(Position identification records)
>>>
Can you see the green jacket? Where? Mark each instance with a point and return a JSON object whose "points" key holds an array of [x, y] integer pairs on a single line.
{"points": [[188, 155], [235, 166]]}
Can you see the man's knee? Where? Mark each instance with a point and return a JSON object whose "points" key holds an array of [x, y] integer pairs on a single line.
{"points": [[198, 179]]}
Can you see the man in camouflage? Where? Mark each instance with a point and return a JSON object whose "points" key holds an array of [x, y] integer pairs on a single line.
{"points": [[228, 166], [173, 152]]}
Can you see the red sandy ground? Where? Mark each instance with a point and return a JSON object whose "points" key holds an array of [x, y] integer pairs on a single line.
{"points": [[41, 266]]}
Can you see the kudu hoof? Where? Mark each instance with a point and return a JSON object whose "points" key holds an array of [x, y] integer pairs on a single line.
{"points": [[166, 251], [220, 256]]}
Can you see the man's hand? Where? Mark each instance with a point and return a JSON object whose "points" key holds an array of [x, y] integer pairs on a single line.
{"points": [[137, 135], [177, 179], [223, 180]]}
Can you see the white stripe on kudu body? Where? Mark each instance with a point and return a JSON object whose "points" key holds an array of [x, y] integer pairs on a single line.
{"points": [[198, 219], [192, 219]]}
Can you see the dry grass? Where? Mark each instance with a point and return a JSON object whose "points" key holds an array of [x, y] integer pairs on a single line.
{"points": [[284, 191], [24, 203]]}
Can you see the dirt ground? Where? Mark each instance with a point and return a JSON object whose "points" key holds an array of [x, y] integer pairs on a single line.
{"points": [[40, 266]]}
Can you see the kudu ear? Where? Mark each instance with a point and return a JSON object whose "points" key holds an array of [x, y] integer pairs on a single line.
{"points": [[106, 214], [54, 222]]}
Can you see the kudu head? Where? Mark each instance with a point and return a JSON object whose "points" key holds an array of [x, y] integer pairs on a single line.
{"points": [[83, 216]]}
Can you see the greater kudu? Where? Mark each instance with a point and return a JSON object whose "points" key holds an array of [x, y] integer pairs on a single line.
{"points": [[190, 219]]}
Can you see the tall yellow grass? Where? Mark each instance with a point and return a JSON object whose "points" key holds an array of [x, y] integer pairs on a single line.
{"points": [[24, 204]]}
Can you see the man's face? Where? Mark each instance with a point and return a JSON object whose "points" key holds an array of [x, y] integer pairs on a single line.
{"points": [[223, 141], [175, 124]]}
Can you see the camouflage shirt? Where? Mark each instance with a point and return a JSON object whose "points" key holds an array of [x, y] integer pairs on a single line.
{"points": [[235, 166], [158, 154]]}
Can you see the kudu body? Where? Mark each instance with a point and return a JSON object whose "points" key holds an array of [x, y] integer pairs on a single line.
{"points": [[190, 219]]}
<<<
**EXERCISE TASK:** Output an exact copy of the lines beginning at the one that holds "Can you see the dry" and running through the final line of the records.

**SOLUTION TO THE PROBLEM:**
Can you see the dry grass? Where? Mark each instance with a point and return a JSON object whose "points" key holds an array of [x, y] integer pairs on a single line.
{"points": [[284, 191], [24, 203]]}
Can you see the dirt ground? Where? Mark each instance with a point and return a JSON object whose "points" key holds an array of [x, y] integer pairs on a single line.
{"points": [[40, 266]]}
Can you see the kudu ear? Where? Mark each instance with a point and return a JSON object whose "points" key holds an array of [x, y] integer pairs on a single line.
{"points": [[106, 214], [54, 222]]}
Can you see the kudu head? Where? Mark each instance with a point and return a JSON object whose "points" key holds an array of [x, y] integer pairs on a single line.
{"points": [[83, 216]]}
Can you see the greater kudu? Where? Mark each instance with a point and return a JSON object whose "points" key holds an array of [x, y] integer pairs on a single line.
{"points": [[190, 219]]}
Can you see the tall yellow grass? Where? Mark each instance with a point and return a JSON object whose "points" key holds an array of [x, y] integer pairs on a single line.
{"points": [[24, 204]]}
Can you see the man's face? Where? Mark each instance with a point and return a JSON object whose "points" key holds an array of [x, y] integer pairs on a single line.
{"points": [[223, 141], [175, 124]]}
Can you see the camouflage shirt? Where? Mark each instance with a point and return a JSON object whose "points" key holds an array of [x, y] integer pairs on a single line.
{"points": [[235, 166], [158, 154]]}
Can you see the kudu body? Where? Mark each instance with a point and return a JSON object whose "points" key holds an array of [x, y] integer pairs on a single line.
{"points": [[190, 219]]}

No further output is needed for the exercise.